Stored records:
★ ★ ★

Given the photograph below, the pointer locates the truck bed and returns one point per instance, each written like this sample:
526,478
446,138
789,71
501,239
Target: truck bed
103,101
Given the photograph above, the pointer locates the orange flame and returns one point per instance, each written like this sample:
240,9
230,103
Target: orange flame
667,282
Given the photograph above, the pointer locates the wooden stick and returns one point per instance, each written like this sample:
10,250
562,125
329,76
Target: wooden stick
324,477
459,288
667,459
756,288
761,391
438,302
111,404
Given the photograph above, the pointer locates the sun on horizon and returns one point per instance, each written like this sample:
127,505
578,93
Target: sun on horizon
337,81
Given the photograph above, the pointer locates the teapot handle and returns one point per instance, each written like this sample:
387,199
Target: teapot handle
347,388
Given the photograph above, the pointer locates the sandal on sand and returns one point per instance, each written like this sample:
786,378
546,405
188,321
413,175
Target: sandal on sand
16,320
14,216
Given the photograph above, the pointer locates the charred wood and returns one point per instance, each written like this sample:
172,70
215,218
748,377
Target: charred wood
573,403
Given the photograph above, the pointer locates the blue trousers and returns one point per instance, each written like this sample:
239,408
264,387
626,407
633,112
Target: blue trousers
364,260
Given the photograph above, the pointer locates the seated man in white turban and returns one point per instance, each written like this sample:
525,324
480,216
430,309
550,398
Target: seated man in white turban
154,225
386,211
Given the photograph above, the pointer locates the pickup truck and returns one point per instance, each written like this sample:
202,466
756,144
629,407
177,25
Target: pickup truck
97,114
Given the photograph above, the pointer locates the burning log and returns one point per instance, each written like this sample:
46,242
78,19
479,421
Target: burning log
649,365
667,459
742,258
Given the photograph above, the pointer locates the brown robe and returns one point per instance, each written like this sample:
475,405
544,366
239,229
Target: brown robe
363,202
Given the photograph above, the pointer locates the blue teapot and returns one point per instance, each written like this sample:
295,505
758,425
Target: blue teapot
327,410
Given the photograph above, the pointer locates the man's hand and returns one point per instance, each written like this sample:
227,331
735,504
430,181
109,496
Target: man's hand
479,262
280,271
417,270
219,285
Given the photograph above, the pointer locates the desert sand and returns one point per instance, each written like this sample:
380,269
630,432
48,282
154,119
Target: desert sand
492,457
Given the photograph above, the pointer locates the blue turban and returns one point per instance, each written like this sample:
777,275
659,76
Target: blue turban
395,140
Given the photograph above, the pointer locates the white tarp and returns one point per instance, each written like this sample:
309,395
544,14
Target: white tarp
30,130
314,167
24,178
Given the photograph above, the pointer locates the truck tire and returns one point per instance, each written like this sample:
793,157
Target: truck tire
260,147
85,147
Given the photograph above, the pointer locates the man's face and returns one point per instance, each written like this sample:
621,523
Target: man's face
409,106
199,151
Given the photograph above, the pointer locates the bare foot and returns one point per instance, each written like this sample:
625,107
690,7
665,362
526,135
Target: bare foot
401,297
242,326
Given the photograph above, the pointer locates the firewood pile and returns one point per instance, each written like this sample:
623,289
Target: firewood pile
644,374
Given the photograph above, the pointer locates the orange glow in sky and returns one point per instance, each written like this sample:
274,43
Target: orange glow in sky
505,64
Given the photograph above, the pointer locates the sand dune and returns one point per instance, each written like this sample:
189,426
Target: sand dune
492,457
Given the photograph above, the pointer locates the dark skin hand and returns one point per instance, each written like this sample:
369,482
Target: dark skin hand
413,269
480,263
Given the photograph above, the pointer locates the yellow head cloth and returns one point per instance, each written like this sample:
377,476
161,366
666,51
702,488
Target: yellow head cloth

★ ★ ★

• **WORK INSTRUCTIONS**: Reproduce the material above word for word, every line from first to last.

• **EXERCISE RESULT**:
Given the photograph below, the pointer locates the truck bed and returns one point per instance, each written like this sample:
526,478
446,138
789,71
501,239
Target: truck bed
103,101
Given the photograph above, the pointer locates the orange flame and returns one point per instance, each written like this sample:
240,9
230,103
Target: orange flame
667,282
Given the photograph above, the pointer locates the wooden stick and returns one point per instance, each written like this sample:
10,250
562,125
329,76
Target: wooden stick
324,477
459,288
667,459
756,288
761,391
438,302
111,404
Given the photograph above, the pointer locates the sun on horizon and returns one point per instance, each written like this sample:
127,505
578,93
Target: sun on horizon
337,81
Given the photograph above, the pointer locates the teapot handle and returns one point per instance, each written like this sample:
387,199
Target: teapot handle
347,388
Given the photograph above, the pointer locates the sandal on sand and returns one point per instance, each written like this sample:
786,378
546,405
188,321
413,175
Target: sandal on sand
16,320
14,216
Given the photograph above, the pointer locates the charred wood and returns one point per instance, each written like this sample:
172,70
215,218
748,377
Target: charred wood
573,403
Given the photograph above, the pointer locates the blue trousers and returns one point per instance, each written like this sample:
239,408
264,387
626,407
633,112
Target: blue trousers
364,260
Given the photograph above, the pointer locates the seated man in white turban and returns one point per instance, each written like this sample:
525,324
480,216
430,309
550,398
Target: seated man in white turban
154,225
386,211
Given the photograph above, the pointer locates the pickup truck and returns one point per instance, each written like this sample:
202,466
756,144
629,407
177,25
Target: pickup truck
97,114
Given the photograph above, the pointer locates the burning log and returns one point per instance, each written like this sample:
46,242
78,19
479,421
Target: burning log
649,365
667,459
742,258
Given the photograph above, the pointer locates the brown robe and returns one point per instance, each written like this sample:
475,405
544,366
239,229
Target: brown robe
363,202
Given the photograph above, the pointer locates the blue teapot and returns one point per instance, each written like this sample:
295,505
758,425
Target: blue teapot
327,410
Given the photograph above, the pointer locates the man's hand and returns one point per instance, each written like this sample:
227,331
735,504
430,181
109,496
Target: man's hand
479,262
280,271
417,270
219,285
Given the photograph above, the pointer locates the desert sand and returns one point per instance, each written like this sample:
380,269
630,432
48,282
154,119
Target: desert sand
492,457
Given the photograph above, the pointer locates the blue turban and returns one point per instance, each written like this sample:
777,275
659,76
Target: blue turban
395,140
Given the photograph above, the pointer locates the white tarp and returns one point per instance, each written like this sample:
309,395
544,14
Target: white tarp
30,130
314,167
24,178
Given the photograph above, the pointer locates the truck tire and returns one point per instance, each written like this sample:
793,157
Target: truck tire
260,147
85,147
Given the photograph above, the pointer locates the man's face and returns one point per instance, each written like this sample:
621,523
Target: man's face
409,106
199,151
Given the photograph above, the pointer locates the bare foot and returns one point per instance, each written like this sample:
625,107
690,7
665,362
526,135
Target: bare foot
401,297
242,326
Given the photograph above, the pointer locates the firewood pile and returns one point per instance, each written like this sample:
623,289
Target: firewood pile
644,374
Given the photograph above, the pointer locates the orange glow in sky and returns one point per instance, each written like this sample:
274,43
Target: orange glow in sky
505,64
Given the photograph above, the pointer locates the sand dune and returns one point per instance, each written like this sample:
189,426
Target: sand dune
492,457
Given the photograph above, the pointer locates the dark skin hand and returns one point per instance, each written like this sample:
369,482
Target: dark skin hand
413,269
480,263
Given the photograph above, the pointer locates the yellow head cloth and returns one point per instance, each written like this sample:
377,476
161,366
666,51
702,488
Target: yellow head cloth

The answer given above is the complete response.